[Task to complete]
Rewrite the records from the line holding "One point belongs to each instance of the balcony railing, shown" through the line holding "[[827, 328], [897, 282]]", inclusive, as a numbered list with no blank lines.

[Dataset entries]
((
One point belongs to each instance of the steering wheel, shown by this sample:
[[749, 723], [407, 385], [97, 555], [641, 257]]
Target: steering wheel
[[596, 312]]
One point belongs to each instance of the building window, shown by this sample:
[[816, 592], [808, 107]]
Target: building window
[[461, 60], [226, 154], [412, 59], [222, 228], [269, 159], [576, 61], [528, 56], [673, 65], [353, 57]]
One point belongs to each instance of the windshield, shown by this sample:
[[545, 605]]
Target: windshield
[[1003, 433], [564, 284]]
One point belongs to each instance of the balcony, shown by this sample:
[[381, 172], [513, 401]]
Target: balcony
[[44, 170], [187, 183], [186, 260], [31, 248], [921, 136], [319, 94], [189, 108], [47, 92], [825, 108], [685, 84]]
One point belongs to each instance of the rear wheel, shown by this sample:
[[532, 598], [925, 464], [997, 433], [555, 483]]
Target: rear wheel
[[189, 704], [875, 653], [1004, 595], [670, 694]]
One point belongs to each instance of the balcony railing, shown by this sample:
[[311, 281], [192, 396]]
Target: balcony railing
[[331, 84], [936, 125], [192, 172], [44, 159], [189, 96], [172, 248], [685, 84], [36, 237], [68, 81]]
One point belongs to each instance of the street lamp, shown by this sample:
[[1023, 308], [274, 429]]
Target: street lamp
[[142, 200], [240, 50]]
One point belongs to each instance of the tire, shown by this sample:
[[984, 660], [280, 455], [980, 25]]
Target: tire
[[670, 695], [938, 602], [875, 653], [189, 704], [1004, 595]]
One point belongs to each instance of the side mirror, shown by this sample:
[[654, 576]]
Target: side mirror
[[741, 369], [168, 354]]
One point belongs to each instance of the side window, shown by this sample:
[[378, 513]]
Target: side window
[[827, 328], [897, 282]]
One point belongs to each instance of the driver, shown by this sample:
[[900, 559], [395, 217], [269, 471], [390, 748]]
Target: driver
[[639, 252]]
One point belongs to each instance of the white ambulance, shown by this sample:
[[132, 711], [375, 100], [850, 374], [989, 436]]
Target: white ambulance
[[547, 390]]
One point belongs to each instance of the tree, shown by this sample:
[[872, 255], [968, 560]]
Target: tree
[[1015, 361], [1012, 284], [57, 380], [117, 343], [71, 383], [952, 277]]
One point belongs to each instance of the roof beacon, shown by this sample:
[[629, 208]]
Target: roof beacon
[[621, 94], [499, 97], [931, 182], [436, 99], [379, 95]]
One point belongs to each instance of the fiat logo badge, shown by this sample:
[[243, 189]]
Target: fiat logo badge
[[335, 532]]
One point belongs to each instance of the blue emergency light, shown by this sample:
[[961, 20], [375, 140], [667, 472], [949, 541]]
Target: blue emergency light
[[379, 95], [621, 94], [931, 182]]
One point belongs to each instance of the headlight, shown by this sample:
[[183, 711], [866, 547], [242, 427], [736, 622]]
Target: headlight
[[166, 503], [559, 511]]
))
[Answer for the task]
1. One point belongs to each instance of the balcony railing, shown by this sample:
2. [[311, 281], [192, 396]]
3. Target: balcony railing
4. [[331, 84], [936, 125], [192, 172], [44, 159], [189, 96], [172, 248], [685, 84], [36, 237], [68, 81]]
5. One point belongs to each instance of the street lamp, shown by this sample:
6. [[1023, 308], [274, 429]]
7. Target: street lamp
8. [[142, 200], [240, 50]]
9. One point belongs to each instance of the tire, shown by this sample:
10. [[984, 660], [280, 455], [980, 25]]
11. Target: tire
12. [[670, 695], [938, 602], [875, 653], [189, 704], [1004, 595]]
13. One point belongs to each instance of the side mirror, shown by this sample:
14. [[654, 576]]
15. Target: side mirror
16. [[741, 369], [168, 354]]
17. One point belongs to each instance of the side window, shown by this sample:
18. [[378, 513]]
19. Target: side window
20. [[827, 328], [897, 282]]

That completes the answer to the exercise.